**Directives**
1. In the auction listing, condense the paragraph that begins "Oil on linen-structured paper" into a bulleted list that keeps its main facts.
2. Reproduce the stretch of entries from the line containing "I'd love your assistance: please find the dark" through the line containing "154, 26, 168]]", requests included. Multiply every bounding-box coordinate in the answers by 2.4 and round to whole numbers, with halves rounded up.

=== Selected extract ===

Alexej von Jawlensky - Helle Erscheinung - image-1

Lot 278 Nα

Alexej von Jawlensky - Helle Erscheinung

Auction 1134 - overview Cologne
31.05.2019, 17:00 - Modern Art
Estimate: 300.000 € - 350.000 €

Alexej von Jawlensky

Helle Erscheinung
1916

Oil on linen-structured paper, laid down on wooden panel 50.4 x 32.5 cm Framed. Signed 'A. Jawlensky' in green lower left. - Titled by Andreas Jawlensky "Mädchenkopf 'Helle Erscheinung' St. Prex 1916" verso and inscribed with information on material and dimensions. - Minor marginal defects, the lower right corner reattached.

=== Dataset entries ===

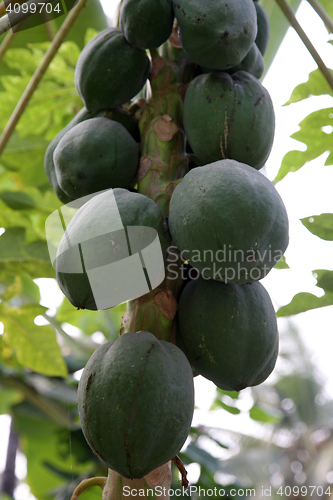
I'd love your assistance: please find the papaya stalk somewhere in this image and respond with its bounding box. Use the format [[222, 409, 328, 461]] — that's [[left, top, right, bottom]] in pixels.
[[120, 51, 188, 342], [114, 50, 188, 500]]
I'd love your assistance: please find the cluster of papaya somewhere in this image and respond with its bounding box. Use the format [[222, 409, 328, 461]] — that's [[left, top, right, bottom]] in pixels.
[[45, 0, 288, 478]]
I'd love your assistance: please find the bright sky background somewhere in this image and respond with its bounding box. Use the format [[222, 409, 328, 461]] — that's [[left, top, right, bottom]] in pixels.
[[0, 0, 333, 500]]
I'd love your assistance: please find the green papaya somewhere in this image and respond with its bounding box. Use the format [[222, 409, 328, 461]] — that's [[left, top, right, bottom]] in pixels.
[[78, 331, 194, 479], [44, 106, 140, 203], [75, 28, 150, 111], [254, 2, 270, 56], [53, 117, 139, 199], [173, 0, 257, 70], [119, 0, 174, 49], [53, 188, 170, 310], [169, 160, 289, 284], [183, 70, 275, 169], [44, 108, 98, 203], [178, 277, 279, 391], [201, 43, 265, 78], [227, 43, 265, 79]]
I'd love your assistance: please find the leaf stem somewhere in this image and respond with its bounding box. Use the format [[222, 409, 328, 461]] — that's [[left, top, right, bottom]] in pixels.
[[276, 0, 333, 89], [0, 24, 17, 62], [308, 0, 333, 33], [0, 0, 89, 156], [42, 313, 91, 357], [71, 477, 107, 500]]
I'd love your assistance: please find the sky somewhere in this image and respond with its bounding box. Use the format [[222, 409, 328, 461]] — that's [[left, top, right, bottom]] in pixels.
[[0, 0, 333, 500]]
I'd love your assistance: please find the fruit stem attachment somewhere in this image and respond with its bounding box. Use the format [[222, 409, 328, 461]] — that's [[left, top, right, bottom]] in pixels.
[[71, 477, 107, 500], [276, 0, 333, 90], [171, 455, 189, 488], [0, 0, 89, 156]]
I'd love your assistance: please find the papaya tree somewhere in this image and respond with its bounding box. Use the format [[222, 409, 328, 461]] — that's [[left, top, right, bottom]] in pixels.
[[0, 0, 333, 500]]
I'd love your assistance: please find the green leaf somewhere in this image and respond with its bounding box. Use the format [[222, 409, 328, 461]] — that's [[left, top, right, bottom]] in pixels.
[[0, 41, 82, 140], [56, 299, 126, 342], [249, 405, 281, 424], [0, 191, 36, 210], [274, 108, 333, 182], [312, 269, 333, 293], [320, 0, 333, 27], [84, 28, 98, 45], [301, 214, 333, 241], [276, 292, 333, 317], [181, 443, 219, 472], [274, 255, 290, 269], [210, 399, 240, 415], [0, 385, 23, 414], [14, 411, 94, 500], [260, 0, 301, 74], [216, 387, 239, 399], [0, 228, 54, 278], [0, 304, 67, 377], [285, 69, 333, 106]]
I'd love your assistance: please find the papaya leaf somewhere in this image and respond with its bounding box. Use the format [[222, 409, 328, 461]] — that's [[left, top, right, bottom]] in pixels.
[[210, 399, 240, 415], [274, 255, 290, 269], [260, 0, 302, 74], [180, 443, 220, 472], [312, 269, 333, 293], [84, 28, 98, 45], [0, 274, 41, 304], [301, 213, 333, 241], [0, 275, 23, 302], [0, 386, 23, 414], [284, 69, 333, 106], [0, 304, 67, 377], [249, 405, 281, 424], [14, 412, 93, 499], [0, 191, 36, 210], [274, 108, 333, 182], [320, 0, 333, 27], [56, 299, 126, 342], [0, 41, 82, 140], [276, 292, 333, 317], [0, 228, 54, 278], [216, 387, 239, 399]]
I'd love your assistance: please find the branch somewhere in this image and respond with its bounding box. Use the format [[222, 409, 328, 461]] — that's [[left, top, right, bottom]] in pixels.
[[71, 477, 107, 500], [0, 0, 89, 156], [308, 0, 333, 33], [0, 0, 57, 35], [42, 313, 91, 357], [0, 24, 17, 62], [276, 0, 333, 89]]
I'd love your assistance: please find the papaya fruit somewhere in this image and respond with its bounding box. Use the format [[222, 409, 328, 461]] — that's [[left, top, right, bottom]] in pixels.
[[44, 108, 96, 203], [44, 106, 140, 204], [53, 117, 139, 199], [119, 0, 174, 49], [54, 188, 170, 310], [78, 331, 194, 479], [254, 2, 270, 56], [227, 43, 265, 79], [184, 70, 275, 169], [178, 277, 279, 391], [168, 160, 289, 284], [201, 43, 265, 78], [75, 28, 150, 112], [173, 0, 257, 70]]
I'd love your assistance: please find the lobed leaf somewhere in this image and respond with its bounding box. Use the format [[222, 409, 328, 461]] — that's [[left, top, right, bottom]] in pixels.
[[274, 108, 333, 182], [301, 213, 333, 241], [0, 304, 67, 377]]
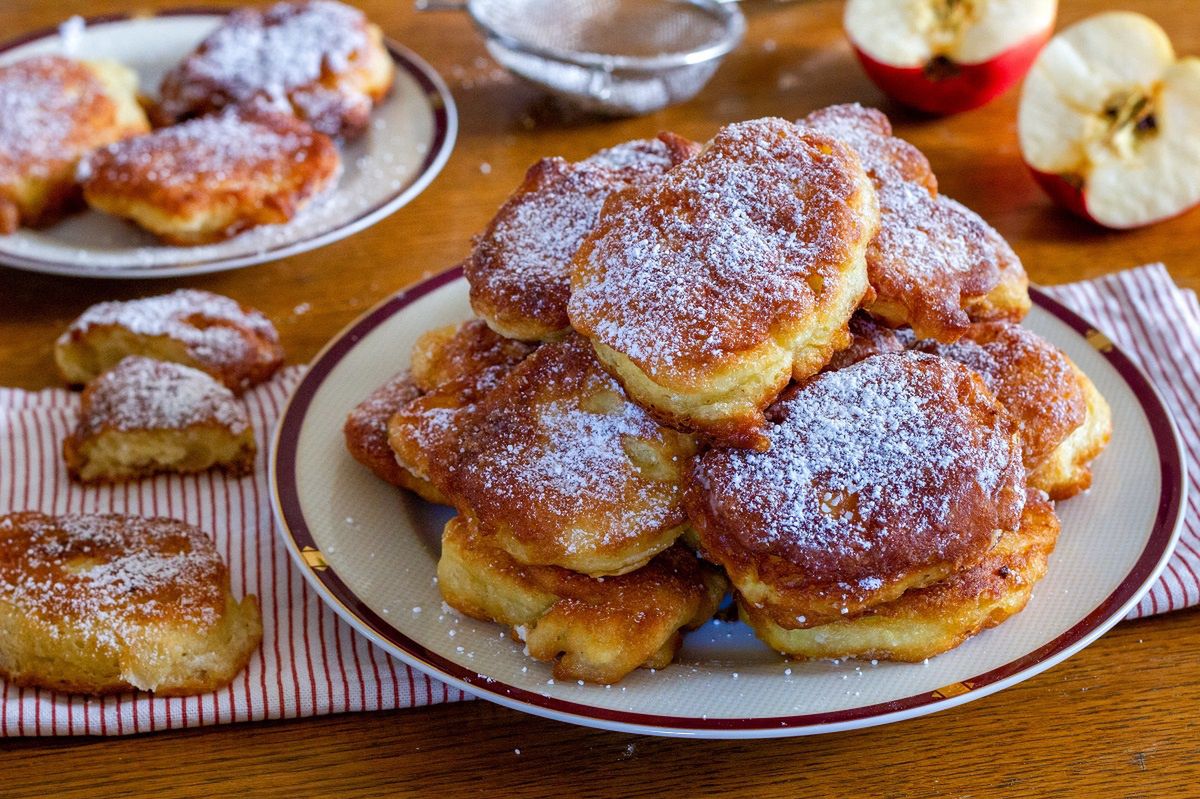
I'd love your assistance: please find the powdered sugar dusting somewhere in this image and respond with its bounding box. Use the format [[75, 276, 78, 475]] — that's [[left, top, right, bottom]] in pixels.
[[697, 352, 1024, 587], [449, 337, 684, 552], [79, 355, 250, 435], [802, 104, 1020, 338], [570, 120, 870, 376], [0, 513, 227, 648], [0, 55, 114, 182], [59, 289, 280, 365], [464, 139, 696, 329], [163, 0, 368, 115], [79, 112, 331, 191]]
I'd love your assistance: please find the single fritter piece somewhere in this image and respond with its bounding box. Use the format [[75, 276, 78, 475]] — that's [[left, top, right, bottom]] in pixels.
[[688, 352, 1025, 629], [916, 322, 1111, 499], [62, 355, 257, 481], [427, 336, 696, 576], [79, 109, 341, 245], [343, 319, 533, 504], [1028, 364, 1112, 499], [739, 491, 1060, 662], [799, 104, 1030, 341], [342, 370, 429, 501], [438, 516, 728, 684], [54, 289, 283, 392], [0, 512, 263, 696], [463, 133, 700, 341], [569, 119, 878, 446], [0, 55, 150, 234], [158, 0, 395, 138]]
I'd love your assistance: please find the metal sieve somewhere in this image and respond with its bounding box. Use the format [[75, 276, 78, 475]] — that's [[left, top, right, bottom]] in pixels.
[[418, 0, 745, 116]]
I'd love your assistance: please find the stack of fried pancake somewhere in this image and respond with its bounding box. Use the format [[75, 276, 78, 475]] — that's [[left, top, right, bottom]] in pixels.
[[346, 106, 1111, 683]]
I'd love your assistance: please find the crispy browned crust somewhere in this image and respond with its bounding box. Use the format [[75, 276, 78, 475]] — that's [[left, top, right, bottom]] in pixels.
[[569, 119, 878, 446], [62, 356, 258, 482], [1030, 364, 1112, 499], [463, 133, 700, 341], [155, 2, 395, 139], [381, 319, 534, 505], [0, 511, 262, 696], [800, 104, 1030, 342], [428, 336, 696, 575], [0, 55, 149, 234], [54, 289, 283, 394], [438, 516, 728, 684], [83, 108, 341, 245], [686, 353, 1025, 629], [342, 370, 421, 488], [824, 311, 906, 372], [916, 322, 1087, 470], [739, 491, 1060, 662]]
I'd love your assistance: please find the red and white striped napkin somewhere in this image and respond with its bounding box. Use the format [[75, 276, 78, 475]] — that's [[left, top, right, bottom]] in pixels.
[[1043, 264, 1200, 611], [0, 265, 1200, 735], [0, 367, 464, 734]]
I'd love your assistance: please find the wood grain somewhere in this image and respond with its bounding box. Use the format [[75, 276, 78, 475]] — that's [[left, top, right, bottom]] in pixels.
[[0, 0, 1200, 798]]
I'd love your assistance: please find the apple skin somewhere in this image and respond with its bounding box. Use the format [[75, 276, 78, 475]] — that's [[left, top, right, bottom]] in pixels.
[[1025, 164, 1200, 230], [852, 23, 1054, 115], [1025, 164, 1106, 220]]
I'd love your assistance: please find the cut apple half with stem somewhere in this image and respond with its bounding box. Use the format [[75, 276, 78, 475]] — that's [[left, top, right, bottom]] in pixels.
[[845, 0, 1058, 114], [1016, 12, 1200, 229]]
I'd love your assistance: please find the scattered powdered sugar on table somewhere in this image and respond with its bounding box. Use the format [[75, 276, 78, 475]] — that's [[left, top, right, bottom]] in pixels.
[[79, 355, 250, 435]]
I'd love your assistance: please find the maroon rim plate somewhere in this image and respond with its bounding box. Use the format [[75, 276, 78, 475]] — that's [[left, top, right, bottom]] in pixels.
[[0, 7, 458, 278], [270, 269, 1186, 738]]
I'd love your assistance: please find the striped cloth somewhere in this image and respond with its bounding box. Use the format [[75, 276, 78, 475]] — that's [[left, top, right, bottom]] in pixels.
[[0, 368, 464, 734], [1043, 264, 1200, 611], [0, 265, 1200, 735]]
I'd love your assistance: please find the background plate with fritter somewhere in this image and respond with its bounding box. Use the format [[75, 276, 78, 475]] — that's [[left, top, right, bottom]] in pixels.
[[0, 11, 458, 277]]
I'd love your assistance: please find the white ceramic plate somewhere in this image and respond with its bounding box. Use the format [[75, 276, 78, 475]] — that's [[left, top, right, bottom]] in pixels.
[[0, 11, 458, 277], [271, 271, 1184, 738]]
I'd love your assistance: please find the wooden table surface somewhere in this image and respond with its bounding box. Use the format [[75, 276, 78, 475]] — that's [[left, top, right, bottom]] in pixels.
[[0, 0, 1200, 798]]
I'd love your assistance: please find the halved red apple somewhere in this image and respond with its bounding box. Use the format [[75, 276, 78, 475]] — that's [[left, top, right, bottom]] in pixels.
[[845, 0, 1058, 114], [1018, 12, 1200, 229]]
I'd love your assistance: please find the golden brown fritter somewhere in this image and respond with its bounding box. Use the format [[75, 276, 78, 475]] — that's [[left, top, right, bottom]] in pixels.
[[438, 516, 728, 683], [427, 336, 696, 576], [463, 133, 700, 341], [381, 319, 534, 505], [62, 355, 257, 482], [739, 491, 1060, 662], [54, 289, 283, 394], [0, 55, 150, 234], [0, 511, 263, 696], [799, 104, 1030, 342], [569, 119, 878, 446], [688, 352, 1025, 629], [157, 0, 395, 138], [79, 109, 341, 245]]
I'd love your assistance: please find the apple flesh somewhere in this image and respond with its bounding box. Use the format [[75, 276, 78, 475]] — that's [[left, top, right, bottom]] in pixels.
[[1018, 12, 1200, 229], [845, 0, 1057, 114]]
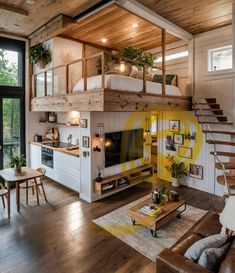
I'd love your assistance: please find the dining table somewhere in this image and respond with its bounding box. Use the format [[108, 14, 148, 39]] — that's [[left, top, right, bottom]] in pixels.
[[0, 167, 42, 219]]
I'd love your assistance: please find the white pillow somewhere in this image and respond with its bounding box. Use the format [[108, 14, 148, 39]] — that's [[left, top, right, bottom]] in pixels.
[[184, 234, 228, 262], [220, 196, 235, 231]]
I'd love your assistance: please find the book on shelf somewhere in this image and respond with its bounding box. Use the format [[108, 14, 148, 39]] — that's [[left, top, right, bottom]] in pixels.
[[139, 205, 163, 217]]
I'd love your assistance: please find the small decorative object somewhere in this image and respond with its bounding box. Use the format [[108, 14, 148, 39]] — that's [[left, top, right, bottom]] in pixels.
[[82, 136, 89, 148], [173, 133, 184, 145], [165, 155, 187, 187], [10, 154, 26, 174], [95, 123, 104, 141], [189, 164, 203, 180], [95, 165, 103, 182], [165, 135, 176, 152], [159, 187, 170, 204], [169, 190, 179, 202], [178, 146, 193, 159], [48, 112, 56, 122], [152, 189, 161, 204], [169, 120, 180, 133], [184, 132, 196, 141], [80, 119, 87, 128], [29, 44, 52, 69], [93, 145, 101, 152]]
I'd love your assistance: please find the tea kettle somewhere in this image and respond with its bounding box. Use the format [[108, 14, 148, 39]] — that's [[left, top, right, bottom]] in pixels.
[[152, 189, 161, 204]]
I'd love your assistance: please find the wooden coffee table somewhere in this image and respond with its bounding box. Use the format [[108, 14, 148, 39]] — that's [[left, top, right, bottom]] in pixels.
[[128, 197, 186, 238]]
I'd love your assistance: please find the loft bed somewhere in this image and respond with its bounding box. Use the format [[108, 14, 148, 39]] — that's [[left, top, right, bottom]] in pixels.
[[31, 51, 192, 112]]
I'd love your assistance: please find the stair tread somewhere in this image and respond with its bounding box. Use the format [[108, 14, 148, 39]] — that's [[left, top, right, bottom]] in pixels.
[[202, 130, 235, 136], [215, 162, 235, 170], [217, 175, 235, 185], [206, 139, 235, 146], [198, 121, 233, 125], [210, 151, 235, 157]]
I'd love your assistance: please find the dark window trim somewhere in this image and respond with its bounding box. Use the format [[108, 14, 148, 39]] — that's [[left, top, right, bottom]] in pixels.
[[0, 36, 26, 167]]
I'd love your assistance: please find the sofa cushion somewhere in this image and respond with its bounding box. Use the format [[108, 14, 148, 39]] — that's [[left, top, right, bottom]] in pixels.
[[198, 243, 230, 272], [194, 212, 222, 237], [219, 239, 235, 273], [184, 234, 228, 261], [171, 233, 202, 255]]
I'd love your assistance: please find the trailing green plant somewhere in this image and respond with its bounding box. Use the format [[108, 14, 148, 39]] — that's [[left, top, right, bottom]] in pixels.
[[165, 154, 187, 178], [29, 44, 52, 65], [10, 154, 26, 168]]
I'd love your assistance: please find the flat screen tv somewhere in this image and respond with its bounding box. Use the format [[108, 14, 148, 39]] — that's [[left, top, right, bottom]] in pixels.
[[105, 129, 144, 168]]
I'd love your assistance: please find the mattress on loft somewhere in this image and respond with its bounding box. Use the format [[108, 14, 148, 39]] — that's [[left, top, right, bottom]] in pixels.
[[73, 75, 182, 96]]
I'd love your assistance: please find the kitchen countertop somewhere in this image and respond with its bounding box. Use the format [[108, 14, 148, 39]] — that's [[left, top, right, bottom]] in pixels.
[[29, 141, 80, 157]]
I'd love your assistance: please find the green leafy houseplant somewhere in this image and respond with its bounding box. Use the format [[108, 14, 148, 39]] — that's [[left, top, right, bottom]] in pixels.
[[10, 154, 26, 173], [29, 44, 52, 68], [165, 154, 187, 184]]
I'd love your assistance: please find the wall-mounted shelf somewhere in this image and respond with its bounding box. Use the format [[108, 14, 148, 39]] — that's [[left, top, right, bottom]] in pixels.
[[39, 121, 79, 127], [93, 164, 154, 195]]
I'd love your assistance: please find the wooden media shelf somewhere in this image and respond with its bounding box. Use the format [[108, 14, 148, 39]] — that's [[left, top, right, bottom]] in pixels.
[[93, 164, 154, 195]]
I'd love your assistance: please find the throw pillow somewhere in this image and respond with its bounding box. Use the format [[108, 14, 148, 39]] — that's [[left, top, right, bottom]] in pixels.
[[184, 234, 228, 262], [198, 243, 229, 272], [220, 196, 235, 231]]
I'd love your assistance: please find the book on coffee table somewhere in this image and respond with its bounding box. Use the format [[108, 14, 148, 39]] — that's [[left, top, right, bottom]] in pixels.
[[139, 205, 163, 217]]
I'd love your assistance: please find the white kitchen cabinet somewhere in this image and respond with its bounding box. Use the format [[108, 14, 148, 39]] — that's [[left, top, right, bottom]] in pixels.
[[30, 144, 42, 169], [54, 151, 80, 192]]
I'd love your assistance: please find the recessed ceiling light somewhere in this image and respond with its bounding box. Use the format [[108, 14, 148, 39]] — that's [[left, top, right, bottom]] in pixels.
[[25, 0, 35, 5], [101, 38, 108, 44], [132, 23, 139, 28]]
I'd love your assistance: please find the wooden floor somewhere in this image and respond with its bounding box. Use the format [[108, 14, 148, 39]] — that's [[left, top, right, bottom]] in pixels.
[[0, 176, 222, 273]]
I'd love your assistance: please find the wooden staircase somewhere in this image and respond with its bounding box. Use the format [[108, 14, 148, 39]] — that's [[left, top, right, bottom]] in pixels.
[[193, 98, 235, 195]]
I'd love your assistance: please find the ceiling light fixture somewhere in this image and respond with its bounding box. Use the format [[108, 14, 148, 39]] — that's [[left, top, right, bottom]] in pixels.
[[101, 38, 108, 44], [132, 23, 139, 28]]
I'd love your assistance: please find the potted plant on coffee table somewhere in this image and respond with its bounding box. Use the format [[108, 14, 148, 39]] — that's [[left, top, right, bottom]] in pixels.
[[10, 154, 26, 174], [165, 154, 187, 187]]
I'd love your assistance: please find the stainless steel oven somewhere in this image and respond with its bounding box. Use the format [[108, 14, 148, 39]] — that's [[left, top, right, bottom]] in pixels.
[[41, 147, 53, 169]]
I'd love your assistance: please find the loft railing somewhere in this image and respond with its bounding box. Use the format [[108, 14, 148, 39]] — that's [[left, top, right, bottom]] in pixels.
[[31, 52, 165, 98], [193, 96, 229, 194]]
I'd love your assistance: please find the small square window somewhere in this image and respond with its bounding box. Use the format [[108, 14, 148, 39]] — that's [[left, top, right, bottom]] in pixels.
[[208, 45, 233, 72]]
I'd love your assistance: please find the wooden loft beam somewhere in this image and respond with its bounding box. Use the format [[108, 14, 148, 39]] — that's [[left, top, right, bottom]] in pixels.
[[115, 0, 193, 42], [0, 3, 29, 16], [28, 14, 74, 46]]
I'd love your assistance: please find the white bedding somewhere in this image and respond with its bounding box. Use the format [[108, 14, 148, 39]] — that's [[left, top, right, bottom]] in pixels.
[[73, 75, 181, 96]]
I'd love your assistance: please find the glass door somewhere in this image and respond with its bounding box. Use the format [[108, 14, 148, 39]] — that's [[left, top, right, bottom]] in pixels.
[[0, 37, 25, 169]]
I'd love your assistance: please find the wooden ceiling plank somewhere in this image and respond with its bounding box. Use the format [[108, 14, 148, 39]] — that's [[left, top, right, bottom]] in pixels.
[[0, 3, 29, 16], [119, 0, 193, 42], [29, 15, 74, 47]]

===

**Answers in order**
1.
- Oil on linen-structured paper, laid down on a wooden panel, 50.4 x 32.5 cm, framed
- Signed 'A. Jawlensky' in green, lower left
- Titled on the back by Andreas Jawlensky "Mädchenkopf 'Helle Erscheinung' St. Prex 1916", with notes on material and dimensions
- Minor marginal defects; lower right corner reattached

2.
I'd love your assistance: please find the dark window trim somewhere in this image and respond with its bounding box. Use the format [[108, 14, 148, 39]] — that's [[left, top, right, bottom]] in pixels.
[[0, 86, 62, 401]]
I'd love your assistance: please find the sofa cushion somewhere in this image and respond with its bounding box. Use the format [[108, 14, 148, 39]] — that's [[left, top, right, bottom]] in pixels.
[[475, 583, 552, 653], [466, 509, 533, 569], [526, 574, 564, 655], [442, 562, 547, 626], [410, 559, 485, 612]]
I'd love your assistance: please find the trailing green plant somewhere in this image and respond with its bounding box. Use the format [[108, 14, 148, 39]] — that's [[left, top, right, bottom]] in pixels.
[[396, 370, 449, 427], [70, 106, 125, 156], [24, 370, 62, 403]]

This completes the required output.